* [Goal] Continue the news broadcast transcript about the attorney general's declassification authority and the Five Eyes, starting after its final line.

* [Source text]
★ ★ ★
And later a war of words of fake video, a call for prayers and intervention for a man who insist on his stability and genius.  A look back at a rougher than usual week in our nation`s capitol now in its final hour.  The 11th Hour just getting started on a Friday night.

(COMMERCIAL BREAK)

(BEGIN VIDEO CLIP)

UNIDENTIFIED FEMALE:  Are you going to talk to Theresa May about the five eyes spying into your campaign.

TRUMP:  I may very well talk to her about that.  Yes, there`s word and rumor that the FBI and others were involved, CIA were involved with the UK having to do with the Russian hoax.  That I may very well talk to her about that, yes.

(END VIDEO CLIP)

WILLIAMS:  So Trump`s decision to give the attorney general this brewed new authority to declassify government secrets is raising a number of alarms in the real world intelligence community about exposure of sources and methods while potentially putting the CIA on a collision course with our own Justice Department.  The directive may also impact how we work with our allies, the so-called collection of five eyes.

You just heard a moment ago refers to the agreement between Australia, Canada, New Zealand, U.K. and U.S.  The best of friends at least they were to share intelligence.  This is how one former FBI official described what information getting into the wrong hands could mean.

(BEGIN VIDEO CLIP)

JAMES BAKER, FORMER FBI GENERAL COUNSEL:  It`s damage to prior sources.  It`s damage to current sources and its damage to potential future sources.  Because who wants to become a source of the United States if we can`t keep a secret.

(END VIDEO CLIP)

WILLIAMS:  Counterintelligence of the FBI Frank Figliuzzi has remained with us for just this conversation.  Frank, simple question who`s going to want to share information with us after this?
★ ★ ★
* [Supplied material]
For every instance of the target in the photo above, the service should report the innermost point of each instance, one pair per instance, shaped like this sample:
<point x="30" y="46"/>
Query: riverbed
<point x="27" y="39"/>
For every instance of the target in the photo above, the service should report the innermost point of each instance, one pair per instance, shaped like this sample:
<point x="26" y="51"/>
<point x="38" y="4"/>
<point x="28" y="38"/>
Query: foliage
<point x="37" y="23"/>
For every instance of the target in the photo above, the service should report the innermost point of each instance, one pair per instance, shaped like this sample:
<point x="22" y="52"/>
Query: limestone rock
★ ★ ★
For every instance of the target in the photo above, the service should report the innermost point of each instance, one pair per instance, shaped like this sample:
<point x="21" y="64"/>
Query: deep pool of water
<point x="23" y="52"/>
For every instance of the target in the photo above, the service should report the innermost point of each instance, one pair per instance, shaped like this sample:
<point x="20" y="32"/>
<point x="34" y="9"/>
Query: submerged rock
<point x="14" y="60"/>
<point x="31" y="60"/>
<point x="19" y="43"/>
★ ★ ★
* [Exercise output]
FIGLIUZZI:  This is the greatest concern is that whether he -- he`s doing this deliberately or not, the President may be dismantling our allied relationship within the five eyes.  And I cannot emphasize enough, Brian how essential it is to have friends in the world.  Friends who have our back and we have their back and understand the relationship is that we don`t spy on each other in this pack of countries and we share virtually everything with each other.  And if we see a threat to one country, we share that information and work to counter that threat for our friends.

If indeed the President wants to expose the fact that the UK helped the U.S intelligence community spot and work a threat, perhaps Russia in our campaign for President, if he wants to attack the fact that an Australian diplomat reported to us that George Papadopoulos told him that the Russians were supporting the Trump campaign, then he -- he could go about dismantling this very crucial intelligence relationship.  And that erodes our national security.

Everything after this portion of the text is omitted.